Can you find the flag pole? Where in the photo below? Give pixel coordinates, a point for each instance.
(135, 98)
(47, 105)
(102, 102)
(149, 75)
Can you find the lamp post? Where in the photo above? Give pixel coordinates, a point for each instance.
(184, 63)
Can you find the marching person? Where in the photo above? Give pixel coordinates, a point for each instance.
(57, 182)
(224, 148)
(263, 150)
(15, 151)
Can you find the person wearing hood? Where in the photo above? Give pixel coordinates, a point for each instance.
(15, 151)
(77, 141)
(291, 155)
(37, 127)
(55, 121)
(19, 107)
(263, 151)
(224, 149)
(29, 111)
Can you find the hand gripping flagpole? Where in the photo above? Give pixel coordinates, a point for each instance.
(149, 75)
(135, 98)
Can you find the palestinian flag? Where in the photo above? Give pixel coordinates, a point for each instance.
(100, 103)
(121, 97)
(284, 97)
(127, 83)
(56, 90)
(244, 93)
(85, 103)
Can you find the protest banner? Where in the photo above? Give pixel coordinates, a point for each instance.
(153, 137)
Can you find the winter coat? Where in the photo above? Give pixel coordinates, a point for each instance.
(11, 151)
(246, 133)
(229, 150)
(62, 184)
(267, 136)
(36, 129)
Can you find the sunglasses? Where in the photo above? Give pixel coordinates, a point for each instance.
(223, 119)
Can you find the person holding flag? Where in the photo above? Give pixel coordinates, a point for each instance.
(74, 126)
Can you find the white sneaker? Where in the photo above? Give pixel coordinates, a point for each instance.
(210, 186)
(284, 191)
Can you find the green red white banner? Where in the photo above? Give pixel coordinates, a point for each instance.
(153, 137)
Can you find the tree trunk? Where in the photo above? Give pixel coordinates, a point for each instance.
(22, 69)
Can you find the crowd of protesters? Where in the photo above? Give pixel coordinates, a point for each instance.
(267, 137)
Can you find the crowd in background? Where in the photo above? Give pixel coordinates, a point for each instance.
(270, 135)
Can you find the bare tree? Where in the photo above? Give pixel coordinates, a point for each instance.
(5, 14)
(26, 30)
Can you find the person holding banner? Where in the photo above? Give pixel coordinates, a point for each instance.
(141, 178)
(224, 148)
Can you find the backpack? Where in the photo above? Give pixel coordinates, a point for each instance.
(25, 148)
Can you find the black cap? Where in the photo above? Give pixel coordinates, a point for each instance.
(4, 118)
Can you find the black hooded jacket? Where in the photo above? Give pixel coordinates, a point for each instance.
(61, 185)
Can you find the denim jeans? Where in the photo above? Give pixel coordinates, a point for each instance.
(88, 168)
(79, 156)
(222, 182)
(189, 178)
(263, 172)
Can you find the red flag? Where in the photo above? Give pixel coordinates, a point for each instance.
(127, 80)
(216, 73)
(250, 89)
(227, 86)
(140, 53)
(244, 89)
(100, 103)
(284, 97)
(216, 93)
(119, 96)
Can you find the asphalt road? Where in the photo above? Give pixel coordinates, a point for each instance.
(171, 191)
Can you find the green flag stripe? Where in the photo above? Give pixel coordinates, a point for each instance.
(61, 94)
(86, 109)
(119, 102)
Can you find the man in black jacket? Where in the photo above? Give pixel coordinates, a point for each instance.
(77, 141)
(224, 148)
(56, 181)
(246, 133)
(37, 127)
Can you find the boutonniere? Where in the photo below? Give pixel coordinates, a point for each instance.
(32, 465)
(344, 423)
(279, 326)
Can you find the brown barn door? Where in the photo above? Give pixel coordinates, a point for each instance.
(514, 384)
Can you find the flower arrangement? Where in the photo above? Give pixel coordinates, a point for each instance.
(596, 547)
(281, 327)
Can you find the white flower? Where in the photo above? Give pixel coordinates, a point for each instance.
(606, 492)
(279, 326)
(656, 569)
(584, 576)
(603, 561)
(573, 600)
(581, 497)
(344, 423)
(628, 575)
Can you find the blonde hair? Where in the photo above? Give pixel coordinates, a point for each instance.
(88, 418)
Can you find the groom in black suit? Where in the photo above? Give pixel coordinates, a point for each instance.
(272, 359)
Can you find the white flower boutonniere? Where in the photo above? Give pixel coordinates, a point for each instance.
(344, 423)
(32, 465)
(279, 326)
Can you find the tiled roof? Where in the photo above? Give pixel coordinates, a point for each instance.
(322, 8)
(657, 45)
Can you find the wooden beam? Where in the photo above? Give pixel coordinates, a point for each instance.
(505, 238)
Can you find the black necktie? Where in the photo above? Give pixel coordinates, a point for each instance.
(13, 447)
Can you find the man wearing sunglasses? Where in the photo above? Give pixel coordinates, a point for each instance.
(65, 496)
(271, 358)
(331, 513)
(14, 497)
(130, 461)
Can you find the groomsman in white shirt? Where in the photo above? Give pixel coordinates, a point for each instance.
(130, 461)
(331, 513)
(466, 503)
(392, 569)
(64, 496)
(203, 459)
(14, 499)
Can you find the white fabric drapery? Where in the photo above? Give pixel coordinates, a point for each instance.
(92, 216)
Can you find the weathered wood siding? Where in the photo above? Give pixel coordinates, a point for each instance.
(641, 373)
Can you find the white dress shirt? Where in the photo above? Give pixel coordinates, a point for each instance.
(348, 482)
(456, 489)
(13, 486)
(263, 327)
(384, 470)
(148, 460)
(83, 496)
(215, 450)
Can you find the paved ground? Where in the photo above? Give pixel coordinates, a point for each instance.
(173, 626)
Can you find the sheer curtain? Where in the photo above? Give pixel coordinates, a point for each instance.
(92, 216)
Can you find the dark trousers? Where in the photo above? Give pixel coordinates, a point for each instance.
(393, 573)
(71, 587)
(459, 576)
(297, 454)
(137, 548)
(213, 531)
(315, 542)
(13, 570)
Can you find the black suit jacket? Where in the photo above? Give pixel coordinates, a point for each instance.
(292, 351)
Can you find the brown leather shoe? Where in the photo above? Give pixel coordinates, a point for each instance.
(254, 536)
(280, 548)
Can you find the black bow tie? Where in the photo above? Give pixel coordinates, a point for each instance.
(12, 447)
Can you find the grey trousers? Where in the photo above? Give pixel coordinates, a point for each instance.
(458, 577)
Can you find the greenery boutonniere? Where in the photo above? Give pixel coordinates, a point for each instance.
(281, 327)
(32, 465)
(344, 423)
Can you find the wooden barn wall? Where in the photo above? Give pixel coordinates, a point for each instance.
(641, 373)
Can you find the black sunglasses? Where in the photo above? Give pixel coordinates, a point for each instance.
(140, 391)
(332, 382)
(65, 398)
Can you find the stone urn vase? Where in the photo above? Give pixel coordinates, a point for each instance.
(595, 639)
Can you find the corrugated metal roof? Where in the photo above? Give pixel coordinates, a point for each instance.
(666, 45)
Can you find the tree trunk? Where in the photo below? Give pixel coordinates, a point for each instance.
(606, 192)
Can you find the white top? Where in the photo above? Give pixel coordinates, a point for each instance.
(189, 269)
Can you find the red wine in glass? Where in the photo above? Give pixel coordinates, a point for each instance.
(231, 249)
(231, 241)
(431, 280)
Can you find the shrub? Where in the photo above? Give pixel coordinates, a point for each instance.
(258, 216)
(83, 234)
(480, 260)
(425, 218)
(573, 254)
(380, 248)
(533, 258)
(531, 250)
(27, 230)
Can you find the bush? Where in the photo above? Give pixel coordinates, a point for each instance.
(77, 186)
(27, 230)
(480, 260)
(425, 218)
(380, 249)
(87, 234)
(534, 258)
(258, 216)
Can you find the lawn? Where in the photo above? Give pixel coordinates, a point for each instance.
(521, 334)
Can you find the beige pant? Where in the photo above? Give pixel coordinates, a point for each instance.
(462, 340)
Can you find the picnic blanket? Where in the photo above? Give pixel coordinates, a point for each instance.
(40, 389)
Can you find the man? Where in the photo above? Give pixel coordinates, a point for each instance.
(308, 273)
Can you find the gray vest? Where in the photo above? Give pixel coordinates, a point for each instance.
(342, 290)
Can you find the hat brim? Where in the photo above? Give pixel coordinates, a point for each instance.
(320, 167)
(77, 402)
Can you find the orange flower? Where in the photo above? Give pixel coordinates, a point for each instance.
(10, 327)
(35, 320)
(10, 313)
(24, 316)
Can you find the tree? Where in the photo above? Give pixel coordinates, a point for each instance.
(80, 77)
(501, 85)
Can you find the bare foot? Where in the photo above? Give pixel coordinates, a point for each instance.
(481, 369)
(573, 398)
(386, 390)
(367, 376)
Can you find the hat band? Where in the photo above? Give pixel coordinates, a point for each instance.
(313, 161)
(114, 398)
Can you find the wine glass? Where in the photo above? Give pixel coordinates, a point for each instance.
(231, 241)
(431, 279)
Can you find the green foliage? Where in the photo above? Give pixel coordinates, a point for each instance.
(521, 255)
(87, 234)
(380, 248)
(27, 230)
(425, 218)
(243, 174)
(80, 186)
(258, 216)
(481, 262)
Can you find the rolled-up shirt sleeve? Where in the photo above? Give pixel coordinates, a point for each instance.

= = = = =

The problem:
One line contains "Can you find the orange". Return that line and every later line through the end of the listing above, exactly, and nothing else.

Reply to the task:
Can you find the orange flower? Where in the photo above? Give pixel coordinates, a point for each instance.
(10, 327)
(35, 320)
(10, 313)
(24, 316)
Can you find the tree? Where in the photo above? Give pixel coordinates, a point for each instance.
(80, 77)
(501, 85)
Can you find the bare foot? Where in the photo above? Give pixel coordinates, a point for each instance.
(481, 369)
(573, 398)
(386, 390)
(367, 376)
Can you find the hat band? Where in the photo above? Give pixel coordinates, a point for each instance.
(313, 161)
(114, 398)
Can you find the wine glass? Where in the photo above? Give pixel coordinates, a point for each instance.
(231, 241)
(431, 279)
Can you find the green foliage? Where in the photo above? Give pixel coordinates, a point for each instance.
(521, 255)
(87, 234)
(380, 248)
(27, 230)
(425, 218)
(243, 174)
(80, 186)
(258, 216)
(481, 262)
Can you find the rolled-up shirt sleeve? Where in the photo above? Give pixel coordinates, a point for each instance.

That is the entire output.